## begin

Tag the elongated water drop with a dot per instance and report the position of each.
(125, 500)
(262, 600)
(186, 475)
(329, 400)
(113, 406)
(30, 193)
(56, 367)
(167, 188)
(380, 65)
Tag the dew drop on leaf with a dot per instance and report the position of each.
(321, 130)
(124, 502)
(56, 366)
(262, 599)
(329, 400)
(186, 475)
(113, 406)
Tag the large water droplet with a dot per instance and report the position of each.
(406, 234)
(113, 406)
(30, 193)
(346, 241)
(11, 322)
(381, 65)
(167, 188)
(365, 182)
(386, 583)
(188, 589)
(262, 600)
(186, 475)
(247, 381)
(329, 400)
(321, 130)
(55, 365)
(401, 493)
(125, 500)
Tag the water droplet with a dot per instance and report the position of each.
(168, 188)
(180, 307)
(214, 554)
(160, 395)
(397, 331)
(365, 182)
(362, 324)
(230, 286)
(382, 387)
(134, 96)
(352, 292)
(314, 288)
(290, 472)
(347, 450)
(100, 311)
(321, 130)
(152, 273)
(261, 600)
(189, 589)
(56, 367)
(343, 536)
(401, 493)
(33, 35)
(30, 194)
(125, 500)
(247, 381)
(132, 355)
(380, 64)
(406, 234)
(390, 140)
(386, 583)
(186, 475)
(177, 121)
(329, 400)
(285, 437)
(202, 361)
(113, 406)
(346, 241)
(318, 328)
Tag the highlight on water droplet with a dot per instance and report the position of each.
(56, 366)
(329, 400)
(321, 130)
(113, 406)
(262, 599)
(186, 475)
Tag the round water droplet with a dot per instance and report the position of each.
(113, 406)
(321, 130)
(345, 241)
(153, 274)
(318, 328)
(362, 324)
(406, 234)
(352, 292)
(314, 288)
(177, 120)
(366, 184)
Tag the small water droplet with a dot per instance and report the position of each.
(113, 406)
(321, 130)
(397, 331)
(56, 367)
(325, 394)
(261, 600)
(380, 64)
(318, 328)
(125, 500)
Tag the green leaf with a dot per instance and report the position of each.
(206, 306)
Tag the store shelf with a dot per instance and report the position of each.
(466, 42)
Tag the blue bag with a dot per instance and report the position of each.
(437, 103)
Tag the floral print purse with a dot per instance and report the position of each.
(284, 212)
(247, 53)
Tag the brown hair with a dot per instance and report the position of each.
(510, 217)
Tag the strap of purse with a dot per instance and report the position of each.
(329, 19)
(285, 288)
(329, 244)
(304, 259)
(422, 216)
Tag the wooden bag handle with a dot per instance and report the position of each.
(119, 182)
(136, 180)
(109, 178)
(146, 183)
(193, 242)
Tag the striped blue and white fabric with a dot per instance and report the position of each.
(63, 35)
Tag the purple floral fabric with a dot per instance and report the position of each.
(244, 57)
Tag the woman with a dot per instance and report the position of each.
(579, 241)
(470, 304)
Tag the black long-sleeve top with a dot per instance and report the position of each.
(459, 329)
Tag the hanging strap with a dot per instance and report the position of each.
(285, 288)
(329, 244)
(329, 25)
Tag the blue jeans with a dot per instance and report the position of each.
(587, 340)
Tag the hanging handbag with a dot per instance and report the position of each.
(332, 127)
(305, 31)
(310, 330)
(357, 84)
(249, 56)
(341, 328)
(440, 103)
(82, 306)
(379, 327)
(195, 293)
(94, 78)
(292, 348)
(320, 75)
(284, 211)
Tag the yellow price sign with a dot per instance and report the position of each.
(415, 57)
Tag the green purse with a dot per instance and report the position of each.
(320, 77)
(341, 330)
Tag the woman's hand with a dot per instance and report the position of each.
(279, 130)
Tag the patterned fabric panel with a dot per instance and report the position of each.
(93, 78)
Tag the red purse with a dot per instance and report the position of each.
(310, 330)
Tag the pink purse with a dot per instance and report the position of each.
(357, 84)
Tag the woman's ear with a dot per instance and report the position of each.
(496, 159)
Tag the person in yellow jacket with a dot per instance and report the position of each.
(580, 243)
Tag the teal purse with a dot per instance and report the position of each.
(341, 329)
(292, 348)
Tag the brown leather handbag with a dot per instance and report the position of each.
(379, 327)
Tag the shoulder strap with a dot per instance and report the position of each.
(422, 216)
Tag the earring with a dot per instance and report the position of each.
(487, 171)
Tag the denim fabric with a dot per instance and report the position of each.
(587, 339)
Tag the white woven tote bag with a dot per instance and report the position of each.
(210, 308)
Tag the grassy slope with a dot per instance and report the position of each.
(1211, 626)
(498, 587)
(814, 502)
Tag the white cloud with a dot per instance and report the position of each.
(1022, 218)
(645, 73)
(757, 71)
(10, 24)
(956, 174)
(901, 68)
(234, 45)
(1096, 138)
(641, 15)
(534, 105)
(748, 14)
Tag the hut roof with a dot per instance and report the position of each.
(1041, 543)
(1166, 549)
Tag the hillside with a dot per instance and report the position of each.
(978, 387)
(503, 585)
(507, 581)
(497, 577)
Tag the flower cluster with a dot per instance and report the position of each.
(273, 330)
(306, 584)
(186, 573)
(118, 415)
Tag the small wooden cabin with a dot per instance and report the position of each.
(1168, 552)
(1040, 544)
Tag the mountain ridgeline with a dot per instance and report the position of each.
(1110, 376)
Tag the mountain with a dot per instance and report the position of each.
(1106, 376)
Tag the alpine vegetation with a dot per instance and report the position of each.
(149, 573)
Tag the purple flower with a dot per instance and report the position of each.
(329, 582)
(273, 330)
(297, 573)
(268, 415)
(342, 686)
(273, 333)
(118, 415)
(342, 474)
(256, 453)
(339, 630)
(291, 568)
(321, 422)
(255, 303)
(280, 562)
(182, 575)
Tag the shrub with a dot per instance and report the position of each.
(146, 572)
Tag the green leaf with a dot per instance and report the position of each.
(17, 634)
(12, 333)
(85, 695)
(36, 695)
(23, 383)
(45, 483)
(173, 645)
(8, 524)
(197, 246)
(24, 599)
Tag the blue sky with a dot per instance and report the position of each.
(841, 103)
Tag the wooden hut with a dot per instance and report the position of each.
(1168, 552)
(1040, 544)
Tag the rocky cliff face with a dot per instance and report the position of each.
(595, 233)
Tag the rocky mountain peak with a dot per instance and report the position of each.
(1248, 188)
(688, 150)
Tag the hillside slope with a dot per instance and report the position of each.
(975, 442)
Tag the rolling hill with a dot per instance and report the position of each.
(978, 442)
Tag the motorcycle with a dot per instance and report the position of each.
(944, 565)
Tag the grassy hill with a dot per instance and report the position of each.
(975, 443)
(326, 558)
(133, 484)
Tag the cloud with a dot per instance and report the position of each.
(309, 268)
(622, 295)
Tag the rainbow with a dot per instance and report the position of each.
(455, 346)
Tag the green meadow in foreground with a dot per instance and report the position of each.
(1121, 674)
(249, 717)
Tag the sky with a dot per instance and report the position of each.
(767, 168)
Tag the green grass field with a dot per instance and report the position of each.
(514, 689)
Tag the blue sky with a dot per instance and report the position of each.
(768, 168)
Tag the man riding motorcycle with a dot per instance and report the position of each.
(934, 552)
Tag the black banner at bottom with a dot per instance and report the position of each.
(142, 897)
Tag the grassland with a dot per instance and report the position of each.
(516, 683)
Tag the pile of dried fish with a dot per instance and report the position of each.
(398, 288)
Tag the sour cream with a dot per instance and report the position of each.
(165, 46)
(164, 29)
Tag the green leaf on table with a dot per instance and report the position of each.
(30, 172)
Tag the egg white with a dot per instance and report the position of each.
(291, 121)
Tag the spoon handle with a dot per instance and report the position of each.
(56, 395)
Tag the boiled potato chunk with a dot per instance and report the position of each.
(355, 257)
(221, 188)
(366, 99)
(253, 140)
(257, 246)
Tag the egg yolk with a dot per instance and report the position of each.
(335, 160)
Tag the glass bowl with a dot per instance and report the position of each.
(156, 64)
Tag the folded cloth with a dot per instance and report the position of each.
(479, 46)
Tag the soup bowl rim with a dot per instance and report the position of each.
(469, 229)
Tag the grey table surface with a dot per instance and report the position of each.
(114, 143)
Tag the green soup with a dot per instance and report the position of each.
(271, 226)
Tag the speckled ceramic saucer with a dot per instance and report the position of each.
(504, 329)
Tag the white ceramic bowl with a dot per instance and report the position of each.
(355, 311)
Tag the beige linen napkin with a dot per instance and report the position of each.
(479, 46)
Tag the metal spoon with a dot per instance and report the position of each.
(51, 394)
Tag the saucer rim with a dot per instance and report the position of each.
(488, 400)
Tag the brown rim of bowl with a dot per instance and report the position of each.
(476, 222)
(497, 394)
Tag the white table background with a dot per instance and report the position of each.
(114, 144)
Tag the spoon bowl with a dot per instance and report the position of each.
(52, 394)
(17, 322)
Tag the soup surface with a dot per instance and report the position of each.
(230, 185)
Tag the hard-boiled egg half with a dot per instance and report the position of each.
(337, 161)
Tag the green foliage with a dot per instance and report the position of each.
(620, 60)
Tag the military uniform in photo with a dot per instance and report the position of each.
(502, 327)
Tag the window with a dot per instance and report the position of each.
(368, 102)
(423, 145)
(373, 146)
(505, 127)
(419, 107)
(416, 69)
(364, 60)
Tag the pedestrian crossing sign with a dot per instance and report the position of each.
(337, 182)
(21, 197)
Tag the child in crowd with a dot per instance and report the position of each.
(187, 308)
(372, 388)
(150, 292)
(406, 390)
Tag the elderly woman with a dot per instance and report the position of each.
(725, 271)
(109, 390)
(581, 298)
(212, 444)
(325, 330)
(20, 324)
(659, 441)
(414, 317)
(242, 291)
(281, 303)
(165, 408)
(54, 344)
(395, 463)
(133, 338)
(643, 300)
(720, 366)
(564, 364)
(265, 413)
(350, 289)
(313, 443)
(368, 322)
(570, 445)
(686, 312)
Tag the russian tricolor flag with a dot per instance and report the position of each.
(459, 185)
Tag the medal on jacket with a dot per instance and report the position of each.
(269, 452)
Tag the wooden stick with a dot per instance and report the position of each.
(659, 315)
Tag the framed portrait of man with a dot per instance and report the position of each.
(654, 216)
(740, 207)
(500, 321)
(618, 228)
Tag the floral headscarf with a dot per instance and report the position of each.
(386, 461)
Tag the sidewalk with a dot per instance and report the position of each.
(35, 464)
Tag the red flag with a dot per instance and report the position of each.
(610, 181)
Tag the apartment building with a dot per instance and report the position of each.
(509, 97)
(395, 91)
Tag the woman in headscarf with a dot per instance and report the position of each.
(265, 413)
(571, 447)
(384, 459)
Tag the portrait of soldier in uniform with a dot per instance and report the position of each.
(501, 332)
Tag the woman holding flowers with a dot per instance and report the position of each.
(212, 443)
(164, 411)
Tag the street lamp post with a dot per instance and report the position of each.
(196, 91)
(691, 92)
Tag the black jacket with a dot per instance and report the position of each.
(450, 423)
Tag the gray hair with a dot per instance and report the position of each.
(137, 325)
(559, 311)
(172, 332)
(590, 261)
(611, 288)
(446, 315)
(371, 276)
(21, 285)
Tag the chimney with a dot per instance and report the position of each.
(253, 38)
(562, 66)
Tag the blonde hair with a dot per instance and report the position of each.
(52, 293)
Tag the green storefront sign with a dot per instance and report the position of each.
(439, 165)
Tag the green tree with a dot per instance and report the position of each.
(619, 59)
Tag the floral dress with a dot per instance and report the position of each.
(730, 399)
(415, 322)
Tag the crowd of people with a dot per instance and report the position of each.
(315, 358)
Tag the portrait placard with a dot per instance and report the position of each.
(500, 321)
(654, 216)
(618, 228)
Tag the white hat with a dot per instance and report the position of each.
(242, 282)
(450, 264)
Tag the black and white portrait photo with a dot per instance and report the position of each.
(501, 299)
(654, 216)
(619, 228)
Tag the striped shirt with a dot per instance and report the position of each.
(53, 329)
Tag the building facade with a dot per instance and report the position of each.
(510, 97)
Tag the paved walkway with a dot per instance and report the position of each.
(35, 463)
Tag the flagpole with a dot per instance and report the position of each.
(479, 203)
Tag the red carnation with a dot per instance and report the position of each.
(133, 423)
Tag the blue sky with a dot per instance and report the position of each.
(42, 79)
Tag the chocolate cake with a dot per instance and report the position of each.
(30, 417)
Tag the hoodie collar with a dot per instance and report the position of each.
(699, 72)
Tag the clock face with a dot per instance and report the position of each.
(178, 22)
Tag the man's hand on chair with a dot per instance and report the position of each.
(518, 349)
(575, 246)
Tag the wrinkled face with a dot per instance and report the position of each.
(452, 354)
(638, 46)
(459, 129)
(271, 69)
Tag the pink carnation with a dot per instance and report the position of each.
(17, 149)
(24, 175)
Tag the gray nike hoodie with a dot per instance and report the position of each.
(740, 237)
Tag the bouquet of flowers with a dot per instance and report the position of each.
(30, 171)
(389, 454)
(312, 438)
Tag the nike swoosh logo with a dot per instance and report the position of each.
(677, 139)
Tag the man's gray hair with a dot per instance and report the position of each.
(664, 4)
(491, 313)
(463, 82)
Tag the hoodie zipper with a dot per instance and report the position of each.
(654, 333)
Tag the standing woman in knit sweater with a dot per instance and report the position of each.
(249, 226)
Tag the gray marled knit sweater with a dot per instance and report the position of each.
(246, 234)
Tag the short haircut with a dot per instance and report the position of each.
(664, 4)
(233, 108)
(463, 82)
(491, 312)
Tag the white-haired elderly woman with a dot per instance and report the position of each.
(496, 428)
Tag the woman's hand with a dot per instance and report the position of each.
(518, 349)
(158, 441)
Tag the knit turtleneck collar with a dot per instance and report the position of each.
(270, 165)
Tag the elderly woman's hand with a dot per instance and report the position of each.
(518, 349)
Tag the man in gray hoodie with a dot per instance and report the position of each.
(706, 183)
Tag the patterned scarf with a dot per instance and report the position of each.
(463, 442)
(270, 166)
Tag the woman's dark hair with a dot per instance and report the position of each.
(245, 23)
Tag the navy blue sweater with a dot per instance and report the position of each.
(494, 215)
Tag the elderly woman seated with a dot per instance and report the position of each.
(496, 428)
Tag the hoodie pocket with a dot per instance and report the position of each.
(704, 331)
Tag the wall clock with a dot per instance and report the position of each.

## end

• [Short problem]:
Rewrite the lines from the one containing "Tag the gray nike" through the last line above, both included, as a numbered list with blank lines left out.

• [Expected answer]:
1. Tag the gray nike hoodie with a dot per instance and report the position of each.
2. (740, 237)
3. Tag the bouquet of flowers with a dot per instance and report the position of each.
4. (30, 171)
5. (389, 454)
6. (312, 438)
7. Tag the nike swoosh logo with a dot per instance and report the position of each.
8. (677, 139)
9. Tag the man's gray hair with a dot per instance and report the position of each.
10. (664, 4)
11. (491, 313)
12. (463, 82)
13. Tag the hoodie zipper with a dot per instance and report the position of each.
14. (654, 333)
15. Tag the standing woman in knit sweater with a dot per instance and report the position of each.
16. (249, 226)
17. Tag the gray marled knit sweater with a dot per instance and report the position of each.
18. (246, 234)
19. Tag the short haircut with a dot per instance and report the position of each.
20. (664, 4)
21. (233, 108)
22. (463, 82)
23. (491, 312)
24. Tag the white-haired elderly woman with a dot per instance and report the position of each.
25. (496, 428)
26. Tag the woman's hand with a dot per instance and report the position of each.
27. (518, 349)
28. (158, 441)
29. Tag the knit turtleneck collar with a dot per instance and report the position of each.
30. (270, 165)
31. Tag the elderly woman's hand with a dot per instance and report the position of each.
32. (518, 349)
33. Tag the man in gray hoodie with a dot per instance and report the position of each.
34. (706, 183)
35. Tag the patterned scarf with a dot per instance and report the position of each.
36. (463, 442)
37. (270, 166)
38. Tag the woman's dark hair with a dot per instance and report the position of each.
39. (245, 23)
40. Tag the navy blue sweater with a dot per instance and report the position of each.
41. (494, 215)
42. Tag the elderly woman seated with a dot per instance and report the position of each.
43. (496, 428)
44. Tag the hoodie pocket with a dot per instance and report the position of each.
45. (704, 331)
46. Tag the wall clock with a dot per instance and report the position of each.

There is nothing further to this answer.